▶ _BRIEF_: Reproduce each of the lines word for word.

▶ _EXERCISE DATA_:
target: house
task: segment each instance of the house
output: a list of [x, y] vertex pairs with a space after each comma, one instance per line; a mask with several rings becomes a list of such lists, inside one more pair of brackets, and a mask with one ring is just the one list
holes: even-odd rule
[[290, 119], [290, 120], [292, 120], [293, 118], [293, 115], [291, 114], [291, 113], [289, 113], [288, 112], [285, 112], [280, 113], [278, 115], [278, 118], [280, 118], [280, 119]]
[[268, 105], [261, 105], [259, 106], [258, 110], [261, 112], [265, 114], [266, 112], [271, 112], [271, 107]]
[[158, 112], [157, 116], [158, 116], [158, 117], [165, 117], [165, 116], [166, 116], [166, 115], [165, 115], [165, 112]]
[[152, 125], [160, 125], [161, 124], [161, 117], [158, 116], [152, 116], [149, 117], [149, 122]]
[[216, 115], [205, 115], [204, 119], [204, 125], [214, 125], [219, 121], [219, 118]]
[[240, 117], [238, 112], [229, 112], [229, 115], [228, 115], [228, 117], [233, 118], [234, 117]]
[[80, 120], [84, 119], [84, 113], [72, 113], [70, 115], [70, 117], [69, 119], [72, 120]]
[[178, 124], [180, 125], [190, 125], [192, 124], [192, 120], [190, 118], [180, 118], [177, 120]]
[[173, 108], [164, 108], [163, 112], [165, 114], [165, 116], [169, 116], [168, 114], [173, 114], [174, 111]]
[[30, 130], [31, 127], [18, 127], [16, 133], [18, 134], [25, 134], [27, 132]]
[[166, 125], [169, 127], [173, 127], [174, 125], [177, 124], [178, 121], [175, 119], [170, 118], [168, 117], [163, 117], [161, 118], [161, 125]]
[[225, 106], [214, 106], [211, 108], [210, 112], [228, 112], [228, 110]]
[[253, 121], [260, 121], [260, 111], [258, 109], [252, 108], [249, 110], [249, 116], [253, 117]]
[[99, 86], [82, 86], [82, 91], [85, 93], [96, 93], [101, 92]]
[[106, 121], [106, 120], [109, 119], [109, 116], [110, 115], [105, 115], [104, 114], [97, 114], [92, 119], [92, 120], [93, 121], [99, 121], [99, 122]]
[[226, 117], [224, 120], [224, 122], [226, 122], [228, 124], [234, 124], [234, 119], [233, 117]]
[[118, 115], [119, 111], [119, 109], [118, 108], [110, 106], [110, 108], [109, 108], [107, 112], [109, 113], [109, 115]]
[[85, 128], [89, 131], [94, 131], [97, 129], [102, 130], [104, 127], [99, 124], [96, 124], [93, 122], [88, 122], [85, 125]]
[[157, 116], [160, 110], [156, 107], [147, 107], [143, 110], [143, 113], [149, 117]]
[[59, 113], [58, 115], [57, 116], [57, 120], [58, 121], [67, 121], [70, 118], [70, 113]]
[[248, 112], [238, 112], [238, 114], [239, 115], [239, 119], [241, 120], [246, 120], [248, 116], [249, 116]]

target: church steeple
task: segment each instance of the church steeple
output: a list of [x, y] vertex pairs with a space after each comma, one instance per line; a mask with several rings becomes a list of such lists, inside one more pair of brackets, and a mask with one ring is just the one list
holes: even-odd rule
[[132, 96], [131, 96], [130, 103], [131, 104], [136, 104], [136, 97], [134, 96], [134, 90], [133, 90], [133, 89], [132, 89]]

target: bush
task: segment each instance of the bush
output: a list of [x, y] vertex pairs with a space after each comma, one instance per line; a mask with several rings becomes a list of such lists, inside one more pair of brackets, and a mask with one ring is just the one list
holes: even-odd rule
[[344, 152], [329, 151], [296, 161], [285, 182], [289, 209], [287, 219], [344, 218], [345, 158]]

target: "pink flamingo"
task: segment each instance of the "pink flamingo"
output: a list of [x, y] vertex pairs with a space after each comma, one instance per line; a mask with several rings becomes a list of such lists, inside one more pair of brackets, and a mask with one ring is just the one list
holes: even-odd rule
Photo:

▶ _RESPONSE_:
target: house
task: segment each instance of the house
output: a list of [x, y] vertex pairs with a space after each comma, one instance per line; a mask with several rings becomes a list of such lists, inside one more pair of brackets, and a mask with one ring is just the one list
holes: even-odd rule
[[290, 119], [290, 120], [292, 120], [293, 118], [293, 115], [291, 114], [291, 113], [289, 113], [288, 112], [285, 112], [280, 113], [278, 115], [278, 118], [280, 118], [280, 119]]
[[268, 105], [261, 105], [259, 106], [258, 110], [261, 112], [265, 114], [266, 112], [271, 112], [271, 107]]
[[158, 112], [157, 116], [158, 116], [158, 117], [165, 117], [165, 116], [166, 116], [166, 115], [165, 115], [165, 112]]
[[152, 125], [160, 125], [161, 124], [161, 117], [158, 116], [152, 116], [149, 117], [149, 122]]
[[216, 115], [205, 115], [204, 119], [204, 125], [214, 125], [219, 121], [219, 118]]
[[240, 117], [238, 112], [229, 112], [229, 115], [228, 115], [228, 117], [233, 118], [234, 117]]
[[80, 120], [84, 119], [84, 113], [72, 113], [70, 115], [70, 117], [69, 119], [72, 120]]
[[178, 124], [180, 125], [190, 125], [192, 124], [192, 120], [190, 118], [180, 118], [177, 120]]
[[173, 108], [164, 108], [163, 112], [165, 114], [165, 116], [169, 116], [168, 114], [173, 114], [174, 111]]
[[30, 130], [31, 127], [18, 127], [16, 133], [18, 134], [25, 134], [27, 132]]
[[166, 125], [169, 127], [173, 127], [174, 125], [177, 124], [178, 121], [175, 119], [170, 118], [168, 117], [163, 117], [161, 118], [161, 125]]
[[225, 106], [214, 106], [211, 108], [210, 112], [228, 112], [228, 110]]
[[253, 121], [260, 121], [260, 111], [258, 109], [252, 108], [249, 110], [249, 116], [253, 117]]
[[99, 86], [82, 86], [82, 91], [85, 93], [96, 93], [101, 92]]
[[106, 121], [106, 120], [109, 119], [109, 116], [110, 115], [105, 115], [104, 114], [97, 114], [92, 119], [92, 120], [93, 121], [99, 121], [99, 122]]
[[226, 117], [224, 120], [224, 122], [226, 122], [228, 124], [234, 124], [234, 119], [233, 117]]
[[118, 115], [119, 111], [119, 109], [118, 108], [110, 106], [110, 108], [109, 108], [107, 112], [109, 113], [109, 115]]
[[85, 128], [89, 131], [94, 131], [97, 129], [102, 130], [104, 127], [99, 124], [96, 124], [93, 122], [88, 122], [85, 125]]
[[157, 116], [160, 110], [156, 107], [147, 107], [143, 110], [143, 113], [149, 117]]
[[59, 113], [58, 115], [57, 116], [57, 120], [58, 121], [67, 121], [70, 118], [70, 113]]
[[248, 112], [238, 112], [238, 114], [239, 115], [239, 119], [241, 120], [246, 120], [248, 116], [249, 116]]

target: church steeple
task: segment each instance of the church steeple
output: a list of [x, y] vertex pairs with a space after each comma, one instance per line; a mask with several rings becomes a list of such lists, inside one more pair of brackets, and a mask with one ring is just the one list
holes: even-odd rule
[[132, 96], [131, 96], [130, 103], [131, 104], [136, 104], [136, 97], [134, 96], [134, 90], [133, 90], [133, 89], [132, 89]]

target: bush
task: segment each instance of the bush
output: a list of [x, y] vertex pairs with a space after each comma, one instance per line; a mask with several rings becomes a list of such lists, inside one more pair of brackets, and a mask with one ring is just the one list
holes: even-odd rule
[[344, 152], [329, 151], [296, 161], [285, 182], [289, 209], [287, 219], [344, 218], [345, 158]]

target: "pink flamingo"
task: segment each instance of the "pink flamingo"
output: a list of [x, y] vertex pairs with a space after each comma, one instance per line; a mask with several rings becomes a list of such lists, inside one more pair of brackets, and a mask with one ring is just the one list
holes: even-odd rule
Photo:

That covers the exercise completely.